LA RECITA ANTIFASCISTA 

DI  MIGUEL GOTOR

Ieri a Torino, tre ore di lezione, la finestra spalancata sull’incipiente primavera, la Mole alle spalle, alle spalle della Mole il profilo delle Alpi. E da quella finestra sale lungo l’aria frizzantina una voce megafonata, che disturba e incuriosisce al tempo: «Fuori i fascisti dall’università!». Cosa succede? 

La lezione è finita, raggiungo l’uscita di Palazzo Nuovo e assisto a una scena da raccontare: lungo le scale dell’ingresso, un manipolo di ragazzi – ugualmente vestiti – si spinge come se stesse giocando a rugby. Chi è al megafono batte il tempo, incitando la sua mischia antifascista a resistere alla pressione di quella fascista che cerca di entrare nell’università: ondeggiano, si strofinano i visi schiacciati l’uno con l’altro, sembrano tanti piccoli robot che mimano un duello, una giostra medievale. Non c’è cattiveria, c’è ideologia; non c’è violenza, c’è gusto della citazione. La scena dura una ventina di minuti, senza che nessuno dei contendenti voglia veramente affondare il colpo, ma solo esserci, vivere un’emozione e soprattutto filmarla. Ciò mi sorprende: in entrambi i gruppi, le seconde linee tengono ben levati in alto i telefonini per testimoniare dal loro punto di vista la verità dell’assalto e raccontare le proprie ragioni. La realtà non sembra lì, è nel film che stanno riprendendo e domani pubblicheranno su YouTube.

Intorno, lungo la strada, centinaia di studenti e alcuni passanti osservano la scena da lontano come se anche loro stessero guardando il film di un film.

I poliziotti in borghese, ne conto almeno una decina, controllano premurosi la scena da vicino, come degli arbitri di boxe che devono evitare colpi sotto la cintura. All’improvviso, da via Po, irrompe una squadra di celerini, armati come tanti Goldrake, che decide di mettere fine alla baruffa; qualcuno ha stabilito che quei ragazzi si sono sfogati abbastanza. La temperatura per un istante cresce, i poliziotti forzano il blocco senza usare violenza e consentono ai fascisti di entrare nell’università. Gli antifascisti hanno l’imperdibile occasione per urlare contro le forze dell’ordine, ma, a guardarli bene, si ha l’impressione che quello sia soltanto un intermezzo atteso che prepara il secondo tempo della recita. Infatti, non appena la celere sale le scale non c’è alcuna forma di resistenza, lo striscione cala per incanto e si apre il varco, le forche caudine che i fascisti dovranno percorrere.

Raccolta dei record
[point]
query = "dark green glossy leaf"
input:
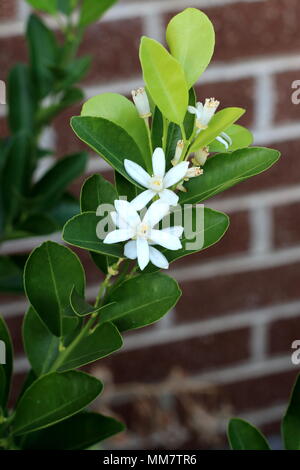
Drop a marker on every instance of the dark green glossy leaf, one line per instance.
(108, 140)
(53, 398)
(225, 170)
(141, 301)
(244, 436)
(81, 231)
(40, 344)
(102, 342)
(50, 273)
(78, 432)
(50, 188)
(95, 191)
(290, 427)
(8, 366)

---

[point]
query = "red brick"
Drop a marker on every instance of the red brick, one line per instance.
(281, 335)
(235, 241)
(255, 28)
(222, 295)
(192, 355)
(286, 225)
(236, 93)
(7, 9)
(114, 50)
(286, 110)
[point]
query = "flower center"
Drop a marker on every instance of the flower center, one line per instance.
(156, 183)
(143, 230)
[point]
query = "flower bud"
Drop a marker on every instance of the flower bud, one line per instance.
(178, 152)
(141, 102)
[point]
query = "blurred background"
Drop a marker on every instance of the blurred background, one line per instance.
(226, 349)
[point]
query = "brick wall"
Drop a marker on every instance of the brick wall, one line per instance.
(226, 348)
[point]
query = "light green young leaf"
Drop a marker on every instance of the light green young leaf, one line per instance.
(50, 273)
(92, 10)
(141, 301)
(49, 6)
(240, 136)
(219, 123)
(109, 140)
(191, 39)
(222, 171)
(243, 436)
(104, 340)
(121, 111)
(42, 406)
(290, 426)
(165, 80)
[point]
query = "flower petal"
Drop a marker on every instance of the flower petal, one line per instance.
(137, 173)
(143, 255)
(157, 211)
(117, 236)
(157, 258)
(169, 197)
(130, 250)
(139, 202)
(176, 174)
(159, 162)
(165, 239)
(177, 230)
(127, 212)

---

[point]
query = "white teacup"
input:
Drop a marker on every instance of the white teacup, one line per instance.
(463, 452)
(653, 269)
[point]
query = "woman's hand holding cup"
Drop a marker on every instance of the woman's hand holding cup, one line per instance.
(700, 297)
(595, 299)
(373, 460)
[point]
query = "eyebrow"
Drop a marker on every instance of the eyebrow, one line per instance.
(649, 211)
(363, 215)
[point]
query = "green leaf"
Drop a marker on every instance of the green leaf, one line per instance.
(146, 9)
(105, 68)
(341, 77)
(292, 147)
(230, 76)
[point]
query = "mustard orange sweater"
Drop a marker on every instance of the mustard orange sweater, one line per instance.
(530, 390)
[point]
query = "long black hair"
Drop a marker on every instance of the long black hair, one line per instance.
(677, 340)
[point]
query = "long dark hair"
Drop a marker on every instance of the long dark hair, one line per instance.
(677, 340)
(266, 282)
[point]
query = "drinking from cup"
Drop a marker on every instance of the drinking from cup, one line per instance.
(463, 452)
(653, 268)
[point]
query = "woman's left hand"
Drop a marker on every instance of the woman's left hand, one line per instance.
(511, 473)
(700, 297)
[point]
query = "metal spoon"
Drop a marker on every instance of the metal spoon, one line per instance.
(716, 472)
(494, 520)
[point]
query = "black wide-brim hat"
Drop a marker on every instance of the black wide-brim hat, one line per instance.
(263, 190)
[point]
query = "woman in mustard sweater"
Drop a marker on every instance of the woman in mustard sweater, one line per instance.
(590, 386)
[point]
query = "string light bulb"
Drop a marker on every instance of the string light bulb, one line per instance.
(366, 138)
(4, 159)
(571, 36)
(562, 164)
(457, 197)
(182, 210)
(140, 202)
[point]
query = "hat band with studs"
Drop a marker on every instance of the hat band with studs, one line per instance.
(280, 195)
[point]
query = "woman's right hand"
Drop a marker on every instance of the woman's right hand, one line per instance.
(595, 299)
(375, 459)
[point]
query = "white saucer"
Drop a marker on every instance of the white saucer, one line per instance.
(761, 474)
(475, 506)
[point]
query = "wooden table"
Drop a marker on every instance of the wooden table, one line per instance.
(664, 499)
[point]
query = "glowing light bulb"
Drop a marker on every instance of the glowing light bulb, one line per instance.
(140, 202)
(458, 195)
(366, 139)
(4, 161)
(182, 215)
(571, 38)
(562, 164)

Esercizio
Stampa dall'articolo sulla protesta davanti a Palazzo Nuovo tutto ciò che va da "Intorno, lungo la" fino a "di un film.", copiandolo senza alcuna modifica.

Soluzione
Intorno, lungo la strada, centinaia di studenti e alcuni passanti osservano la scena da lontano come se anche loro stessero guardando il film di un film.